◆ OBJETIVO DO EXERCÍCIO
Por favor, liste todos os filmes que o artigo sobre a diretora Alice Furtado menciona pelo título.

◆ ARTIGO
★ ★ ★

Cena do filme "Sem Seu Sangue", da diretora Alice Furtado - Divulgação
Cena do filme "Sem Seu Sangue", da diretora Alice Furtado Imagem: Divulgação

Carlos A. Moreno

Rio de Janeiro (Brasil)

12/05/2019 17h24

Com o filme de estreia selecionado para concorrer neste mês na Quinzena dos Realizadores, do Festival de Cannes, a diretora carioca Alice Furtado acha que ainda está crua para disputar esta seleção paralela, mas acredita que esta é a oportunidade da sua vida.

"Não sei o que pensar. Aconteceu e tem um lado um pouco assustador, porque às vezes me sinto muito crua para isso que está acontecendo, que é uma coisa enorme. Ao mesmo tempo, é incrível. É a melhor forma de começar", afirmou a cineasta, de 31 anos, em entrevista à Agência Efe no Rio de Janeiro.

"Sem Seu sangue" foi um dos 24 escolhidos para a 51ª edição da "Quinzaine des réalisateurs", que acontecerá entre 15 e 25 de maio. Ele concorrerá com filmes de diretores já conhecidos, como o filipino Lav Diaz, o francês Bertrand Bonello e o japonês Takashi Miike.

"Foi muito difícil me dar conta de tudo o que pode acontecer a partir de agora. Acho que a ficha ainda não caiu totalmente, mas é incrível", afirmou ela, que é formada em cinema pela Universidade Federal Fluminense e que até agora tinha apenas dois curtas-metragens no currículo.

"Crua", mas experiente

A diretora Alice Furtado - Reprodução/EFE - Reprodução/EFE
A diretora Alice Furtado
Imagem: Reprodução/EFE

Apesar de ser a brasileira mais jovem a ser selecionada para Cannes, Alice já tem experiência no festival. Seu primeiro curta, "Duelo Antes da Noite", produzido aos 22 anos, foi escolhido em 2010 para a mostra competitiva "Cinéfondation" (para diretores em formação).

"Era um ambiente mais acolhedor, onde cuidam dos produtores porque todos eram muito jovens, todos estavam passando por aquilo pela primeira vez, então é menos profissional. Agora, não sei o que esperar. Quero viver este momento com toda a equipe. Acho que vai ser super emocionante. Não tenho como ter uma dimensão porque é uma sala para 825 pessoas num local onde o cinema está em primeiro lugar", explicou.

A diretora, que em 2012 estudou no Le Fresnoy (um dos principais centros de formação artística e audiovisual da França), onde dirigiu "A Rã e Deus", melhor curta-metragem do Festival Pancevo 2014, admitiu que teme sentir calafrios de timidez, característica que deixou aparente na entrevista.

"Esse é meu primeiro longa-metragem, o primeiro de ficção da minha produtora, e para os coprodutores franceses também é um dos primeiros longas. Todos somos marinheiros de primeira viagem", ressaltou.

História introspectiva

"Sem seu sangue", uma coprodução de Brasil, França e Holanda, conta a história de uma adolescente introspectiva que se apaixona por um jovem hemofílico e problemático.

"A ideia é trazer essa coisa da intensidade do amor jovem e como o luto amoroso pode ser uma experiência devastadora. O desejo, quando vivido intensamente, pode trazer coisas extraordinárias", explicou.

★ ★ ★

◆ DADOS FORNECIDOS

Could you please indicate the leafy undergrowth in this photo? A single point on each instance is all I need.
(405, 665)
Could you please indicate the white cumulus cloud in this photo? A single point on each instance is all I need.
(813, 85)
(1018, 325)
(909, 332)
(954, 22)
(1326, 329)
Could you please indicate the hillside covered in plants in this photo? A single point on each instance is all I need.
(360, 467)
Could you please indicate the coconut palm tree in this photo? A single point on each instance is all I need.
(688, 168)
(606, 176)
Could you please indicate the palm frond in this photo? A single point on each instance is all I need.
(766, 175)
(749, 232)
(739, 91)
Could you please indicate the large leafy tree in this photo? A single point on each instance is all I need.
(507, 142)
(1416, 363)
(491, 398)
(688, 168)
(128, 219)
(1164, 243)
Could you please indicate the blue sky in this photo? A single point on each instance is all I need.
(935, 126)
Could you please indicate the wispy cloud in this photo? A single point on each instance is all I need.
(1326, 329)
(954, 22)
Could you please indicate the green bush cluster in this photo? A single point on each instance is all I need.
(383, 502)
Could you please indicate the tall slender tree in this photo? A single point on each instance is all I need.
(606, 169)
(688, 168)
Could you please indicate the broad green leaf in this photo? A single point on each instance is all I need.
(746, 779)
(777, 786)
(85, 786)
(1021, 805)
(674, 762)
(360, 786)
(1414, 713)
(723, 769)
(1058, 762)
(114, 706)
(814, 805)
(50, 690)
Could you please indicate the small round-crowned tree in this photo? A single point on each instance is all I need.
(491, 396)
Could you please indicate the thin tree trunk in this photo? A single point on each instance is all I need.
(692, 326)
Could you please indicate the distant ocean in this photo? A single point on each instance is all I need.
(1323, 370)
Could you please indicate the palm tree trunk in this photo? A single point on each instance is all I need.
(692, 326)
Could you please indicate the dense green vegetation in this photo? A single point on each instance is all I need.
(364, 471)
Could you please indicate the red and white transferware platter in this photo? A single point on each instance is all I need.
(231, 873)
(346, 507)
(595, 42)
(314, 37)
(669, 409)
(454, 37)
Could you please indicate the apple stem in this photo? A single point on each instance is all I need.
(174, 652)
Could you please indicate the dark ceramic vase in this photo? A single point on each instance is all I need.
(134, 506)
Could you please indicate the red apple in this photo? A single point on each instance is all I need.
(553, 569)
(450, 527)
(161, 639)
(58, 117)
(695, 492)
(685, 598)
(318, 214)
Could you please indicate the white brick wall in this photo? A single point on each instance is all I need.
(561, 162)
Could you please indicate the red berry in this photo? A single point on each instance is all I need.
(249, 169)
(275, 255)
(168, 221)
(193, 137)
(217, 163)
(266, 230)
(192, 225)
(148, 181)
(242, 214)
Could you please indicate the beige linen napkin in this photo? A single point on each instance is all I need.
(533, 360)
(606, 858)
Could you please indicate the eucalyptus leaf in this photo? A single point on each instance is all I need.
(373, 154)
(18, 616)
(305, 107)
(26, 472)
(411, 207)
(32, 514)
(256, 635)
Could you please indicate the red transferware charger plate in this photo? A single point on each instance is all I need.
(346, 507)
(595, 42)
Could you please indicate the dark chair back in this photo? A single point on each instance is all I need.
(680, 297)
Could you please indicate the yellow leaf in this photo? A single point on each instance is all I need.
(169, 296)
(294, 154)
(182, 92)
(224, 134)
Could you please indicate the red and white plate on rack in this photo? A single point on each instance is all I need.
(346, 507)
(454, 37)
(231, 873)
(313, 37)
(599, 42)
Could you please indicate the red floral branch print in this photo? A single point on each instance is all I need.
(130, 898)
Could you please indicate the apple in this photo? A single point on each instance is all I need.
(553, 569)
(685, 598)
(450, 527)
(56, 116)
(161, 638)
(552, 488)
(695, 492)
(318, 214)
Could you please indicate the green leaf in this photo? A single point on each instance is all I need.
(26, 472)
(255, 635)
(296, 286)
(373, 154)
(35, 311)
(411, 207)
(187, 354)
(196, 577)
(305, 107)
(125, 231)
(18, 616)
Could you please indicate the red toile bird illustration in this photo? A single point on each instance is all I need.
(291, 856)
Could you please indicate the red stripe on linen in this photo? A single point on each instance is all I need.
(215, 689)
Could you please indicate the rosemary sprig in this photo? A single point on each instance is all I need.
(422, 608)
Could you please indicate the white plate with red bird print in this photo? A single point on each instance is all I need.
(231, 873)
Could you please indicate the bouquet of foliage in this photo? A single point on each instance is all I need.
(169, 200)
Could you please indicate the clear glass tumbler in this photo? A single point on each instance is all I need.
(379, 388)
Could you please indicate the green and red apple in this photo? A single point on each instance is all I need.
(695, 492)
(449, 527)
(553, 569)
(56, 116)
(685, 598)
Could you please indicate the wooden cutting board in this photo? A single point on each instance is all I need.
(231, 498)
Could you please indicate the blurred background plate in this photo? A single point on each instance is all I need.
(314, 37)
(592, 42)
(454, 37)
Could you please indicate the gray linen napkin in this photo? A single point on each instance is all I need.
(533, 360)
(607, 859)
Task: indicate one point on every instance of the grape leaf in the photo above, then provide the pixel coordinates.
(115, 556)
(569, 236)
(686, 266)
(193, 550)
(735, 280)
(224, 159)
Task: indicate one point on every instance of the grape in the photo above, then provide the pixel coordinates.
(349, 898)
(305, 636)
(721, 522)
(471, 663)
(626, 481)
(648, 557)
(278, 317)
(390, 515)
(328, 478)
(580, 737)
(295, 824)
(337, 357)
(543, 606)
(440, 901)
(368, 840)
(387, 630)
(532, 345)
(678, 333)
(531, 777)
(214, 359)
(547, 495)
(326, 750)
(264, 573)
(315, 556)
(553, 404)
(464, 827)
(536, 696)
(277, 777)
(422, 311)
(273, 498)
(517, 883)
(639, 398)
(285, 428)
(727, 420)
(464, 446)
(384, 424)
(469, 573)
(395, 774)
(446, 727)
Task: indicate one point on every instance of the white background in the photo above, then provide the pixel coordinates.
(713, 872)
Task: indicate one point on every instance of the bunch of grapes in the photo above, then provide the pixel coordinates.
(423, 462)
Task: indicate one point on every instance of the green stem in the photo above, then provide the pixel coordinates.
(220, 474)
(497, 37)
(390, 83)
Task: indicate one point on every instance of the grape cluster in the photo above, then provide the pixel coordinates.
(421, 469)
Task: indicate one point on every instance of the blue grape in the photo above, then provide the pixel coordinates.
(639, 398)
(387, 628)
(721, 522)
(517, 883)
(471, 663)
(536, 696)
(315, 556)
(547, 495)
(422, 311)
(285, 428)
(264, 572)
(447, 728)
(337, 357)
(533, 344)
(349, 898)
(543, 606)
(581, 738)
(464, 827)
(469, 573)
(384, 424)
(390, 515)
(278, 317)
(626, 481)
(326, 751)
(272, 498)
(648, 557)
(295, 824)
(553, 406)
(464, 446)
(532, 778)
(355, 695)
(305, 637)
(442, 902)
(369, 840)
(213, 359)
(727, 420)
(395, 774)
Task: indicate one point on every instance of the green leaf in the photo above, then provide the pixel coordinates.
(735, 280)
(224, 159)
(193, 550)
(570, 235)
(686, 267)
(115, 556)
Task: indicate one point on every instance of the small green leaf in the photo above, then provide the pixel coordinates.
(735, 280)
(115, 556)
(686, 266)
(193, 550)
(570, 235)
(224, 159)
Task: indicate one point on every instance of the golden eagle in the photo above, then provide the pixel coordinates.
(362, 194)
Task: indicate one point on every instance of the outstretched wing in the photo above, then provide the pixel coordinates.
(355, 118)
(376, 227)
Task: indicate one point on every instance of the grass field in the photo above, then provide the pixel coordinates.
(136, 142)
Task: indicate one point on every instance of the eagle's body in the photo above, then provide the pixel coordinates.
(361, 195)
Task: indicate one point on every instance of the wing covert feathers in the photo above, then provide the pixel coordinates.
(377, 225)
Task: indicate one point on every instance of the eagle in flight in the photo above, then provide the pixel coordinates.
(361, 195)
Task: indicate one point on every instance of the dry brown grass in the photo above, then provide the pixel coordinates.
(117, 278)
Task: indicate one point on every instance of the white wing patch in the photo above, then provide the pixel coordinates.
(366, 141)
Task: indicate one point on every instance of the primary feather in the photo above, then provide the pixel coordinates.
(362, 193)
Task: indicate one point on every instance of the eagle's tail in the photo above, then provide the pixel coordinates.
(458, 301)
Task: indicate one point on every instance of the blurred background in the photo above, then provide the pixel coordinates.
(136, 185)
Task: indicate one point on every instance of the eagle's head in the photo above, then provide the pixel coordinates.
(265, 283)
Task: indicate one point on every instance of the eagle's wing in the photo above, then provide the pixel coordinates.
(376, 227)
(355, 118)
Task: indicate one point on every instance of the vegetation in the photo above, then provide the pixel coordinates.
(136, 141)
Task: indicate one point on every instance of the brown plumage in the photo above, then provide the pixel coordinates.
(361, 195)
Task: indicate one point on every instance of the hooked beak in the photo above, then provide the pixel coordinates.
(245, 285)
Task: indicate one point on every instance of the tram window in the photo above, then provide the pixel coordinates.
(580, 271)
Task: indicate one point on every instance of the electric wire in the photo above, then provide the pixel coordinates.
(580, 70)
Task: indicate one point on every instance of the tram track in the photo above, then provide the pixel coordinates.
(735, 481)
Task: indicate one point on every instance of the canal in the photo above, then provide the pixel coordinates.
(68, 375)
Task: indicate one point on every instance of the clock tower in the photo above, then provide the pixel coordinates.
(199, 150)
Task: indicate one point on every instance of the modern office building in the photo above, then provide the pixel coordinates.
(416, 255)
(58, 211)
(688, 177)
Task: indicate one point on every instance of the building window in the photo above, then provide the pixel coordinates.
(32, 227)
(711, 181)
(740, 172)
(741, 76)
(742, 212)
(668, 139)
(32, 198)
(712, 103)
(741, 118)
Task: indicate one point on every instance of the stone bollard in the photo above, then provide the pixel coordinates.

★ ★ ★

◆ RESPOSTA CORRETA
- "Sem Seu Sangue"
- "Duelo Antes da Noite"
- "A Rã e Deus"